▶ **STATED TASK**
In the lines below, replace each "green foliage" with "leafy vegetation" and keep the rest unchanged.

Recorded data
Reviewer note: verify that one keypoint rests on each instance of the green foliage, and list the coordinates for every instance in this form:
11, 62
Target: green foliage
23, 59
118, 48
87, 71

▶ **EXPECTED OUTPUT**
Reviewer note: verify that one keypoint rests on each instance of the leafy vegetation, and list the coordinates for every instance in this form:
11, 62
Target: leafy vegetation
23, 59
118, 48
87, 71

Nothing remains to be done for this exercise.